AIM:
Transcribe the material below exactly as it appears.

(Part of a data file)
........

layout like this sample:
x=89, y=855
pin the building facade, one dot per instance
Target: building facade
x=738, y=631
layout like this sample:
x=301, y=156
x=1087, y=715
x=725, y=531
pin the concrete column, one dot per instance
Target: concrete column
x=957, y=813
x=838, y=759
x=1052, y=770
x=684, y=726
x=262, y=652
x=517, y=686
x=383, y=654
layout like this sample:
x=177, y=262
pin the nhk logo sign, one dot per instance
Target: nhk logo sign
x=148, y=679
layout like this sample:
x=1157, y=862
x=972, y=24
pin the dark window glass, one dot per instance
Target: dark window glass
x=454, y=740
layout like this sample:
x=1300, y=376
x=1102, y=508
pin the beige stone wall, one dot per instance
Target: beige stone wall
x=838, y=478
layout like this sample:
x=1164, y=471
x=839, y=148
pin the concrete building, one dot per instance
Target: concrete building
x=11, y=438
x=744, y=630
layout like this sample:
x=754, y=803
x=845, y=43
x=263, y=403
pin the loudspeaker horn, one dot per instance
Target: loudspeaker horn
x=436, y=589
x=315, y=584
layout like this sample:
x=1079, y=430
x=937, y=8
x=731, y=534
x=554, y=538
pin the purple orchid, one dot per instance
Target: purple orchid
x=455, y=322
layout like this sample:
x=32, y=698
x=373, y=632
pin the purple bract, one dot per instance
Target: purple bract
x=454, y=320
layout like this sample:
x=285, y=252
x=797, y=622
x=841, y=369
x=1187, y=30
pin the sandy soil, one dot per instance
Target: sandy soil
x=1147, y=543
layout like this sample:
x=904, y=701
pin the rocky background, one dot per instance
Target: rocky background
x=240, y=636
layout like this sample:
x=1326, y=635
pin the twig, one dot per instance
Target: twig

........

ANSWER TO THIS PROBLEM:
layout like this sample:
x=89, y=855
pin the building facade, one dot per instance
Target: building facade
x=738, y=631
layout like this sample:
x=301, y=156
x=1087, y=715
x=725, y=531
pin the concrete column, one dot per instance
Target: concrete column
x=957, y=813
x=838, y=759
x=1052, y=770
x=684, y=726
x=262, y=652
x=517, y=686
x=383, y=654
layout like this sample:
x=177, y=262
pin the nhk logo sign, one dot per instance
Target: nhk logo sign
x=148, y=679
layout like this sample:
x=1157, y=862
x=972, y=24
pin the dark window glass, one dot per instance
Target: dark window glass
x=454, y=740
layout like this sample:
x=1300, y=376
x=1102, y=508
pin the beige stone wall, one dot per instance
Target: beige stone wall
x=838, y=478
layout like this sample:
x=1164, y=471
x=839, y=148
pin the concrete building, one dot per instance
Target: concrete building
x=11, y=438
x=744, y=630
layout like this sample:
x=754, y=803
x=845, y=43
x=263, y=403
pin the loudspeaker horn, one dot per instance
Target: loudspeaker horn
x=436, y=589
x=315, y=584
layout like this sample:
x=1079, y=430
x=937, y=8
x=731, y=534
x=554, y=538
pin the purple orchid, one dot per instance
Target: purple orchid
x=455, y=322
layout like this sample:
x=32, y=698
x=373, y=632
pin the purple bract, one dot per instance
Target: purple bract
x=454, y=320
layout like this sample:
x=285, y=252
x=797, y=622
x=841, y=369
x=1187, y=30
pin the sandy soil, one dot per instance
Target: sandy soil
x=1147, y=543
layout like this sample:
x=904, y=701
pin the rocky background, one dot per instance
Target: rocky background
x=240, y=636
layout like this sample:
x=1326, y=635
pin the twig, one dot per instance
Target: twig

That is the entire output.